## [Document section]
--------------------------------------------------
The US Department of Energy (DoE) will sell off excess uranium over the next three years to help fund the cleanup of a former enrichment site but has determined this will not adversely affect uranium markets.
|The vast Portsmouth diffusion plant site (Image: DoE)
The DoE pledged in 2008 to manage stocks equivalent to 59,000 tonnes of natural uranium in such a way as to maintain a strong domestic nuclear industry. However, businesses were concerned by a July 2009 announcement that excess uranium could be sold to fund plans for an accelerated cleanup of the former Portsmouth uranium enrichment plant at Piketon, Ohio. Uranium miners worried that the amounts DoE could offload might not lie within the bounds of its 2008 plan.
The 2008 policy foresaw that 22,700 tonnes of the DoE's excess material would be placed on global markets before the end of FY2017, with no more than 10% of US annual requirements being released in any single year.
Now, energy secretary Stephen Chu has announced there would be no adverse impact on domestic uranium industries from a proposed transfer of 450 tonnes of uranium (tU) per quarter, starting this year. This determination was based on an Energy Resources International (ERI) analysis and takes into account other sales or transfers into the market of DoE uranium, including low enriched uranium from the downblending of weapons material under the DoE's National Nuclear Security Administration (NNSA). Including the NNSA's scheduled transfers, the DoE would be transferring approximately 2000 tU per year over the three years involved, 2011-2013.
--------------------------------------------------
## [Work task 1]
Condense the paragraph of the uranium sales article that begins "The DoE pledged in 2008" into a shorter version, keeping its main facts.
## [Work task 2]
Summarize the uranium sales article in two sentences.

## [Records from a dataset]
--------------------------------------------------
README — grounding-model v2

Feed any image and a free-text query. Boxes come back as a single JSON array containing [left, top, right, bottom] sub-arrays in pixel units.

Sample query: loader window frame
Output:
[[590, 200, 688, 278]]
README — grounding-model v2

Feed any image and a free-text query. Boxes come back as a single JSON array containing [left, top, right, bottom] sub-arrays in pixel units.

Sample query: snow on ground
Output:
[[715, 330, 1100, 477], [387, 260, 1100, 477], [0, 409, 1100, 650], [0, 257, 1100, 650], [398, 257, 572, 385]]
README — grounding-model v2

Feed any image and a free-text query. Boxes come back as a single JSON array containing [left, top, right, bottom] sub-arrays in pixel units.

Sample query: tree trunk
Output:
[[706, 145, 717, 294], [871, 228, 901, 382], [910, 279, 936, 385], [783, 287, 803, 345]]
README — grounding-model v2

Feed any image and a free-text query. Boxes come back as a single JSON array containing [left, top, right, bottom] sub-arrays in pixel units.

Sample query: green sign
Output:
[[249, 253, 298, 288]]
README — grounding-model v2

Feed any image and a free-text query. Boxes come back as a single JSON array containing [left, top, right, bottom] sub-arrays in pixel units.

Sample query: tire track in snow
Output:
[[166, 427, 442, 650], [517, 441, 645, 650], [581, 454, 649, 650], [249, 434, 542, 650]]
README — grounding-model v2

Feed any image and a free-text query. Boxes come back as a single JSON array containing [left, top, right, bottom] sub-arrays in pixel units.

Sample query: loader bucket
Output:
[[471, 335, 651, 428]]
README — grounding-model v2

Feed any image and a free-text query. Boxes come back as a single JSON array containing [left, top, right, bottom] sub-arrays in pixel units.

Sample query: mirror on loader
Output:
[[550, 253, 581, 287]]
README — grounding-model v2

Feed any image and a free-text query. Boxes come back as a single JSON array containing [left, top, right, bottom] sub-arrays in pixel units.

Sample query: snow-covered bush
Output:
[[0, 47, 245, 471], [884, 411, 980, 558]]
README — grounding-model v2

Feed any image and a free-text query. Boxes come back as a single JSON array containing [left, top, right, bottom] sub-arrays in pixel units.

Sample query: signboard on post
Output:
--------------------------------------------------
## [Reply 1]
In 2008 the DoE pledged to manage stocks equivalent to 59,000 tonnes of natural uranium so as to maintain a strong domestic nuclear industry. A July 2009 announcement that excess uranium could be sold to fund an accelerated cleanup of the former Portsmouth enrichment plant at Piketon, Ohio, concerned businesses. Uranium miners feared the amounts sold might exceed the bounds of the 2008 plan.

## [Reply 2]
The US Department of Energy will sell excess uranium over the next three years to help fund the cleanup of the former Portsmouth enrichment site, though uranium miners had worried the sales might exceed the limits of its 2008 policy. Energy secretary Stephen Chu has determined that transferring 450 tonnes of uranium per quarter, about 2000 tU per year in 2011-2013 including NNSA transfers, will not adversely affect the domestic uranium industry.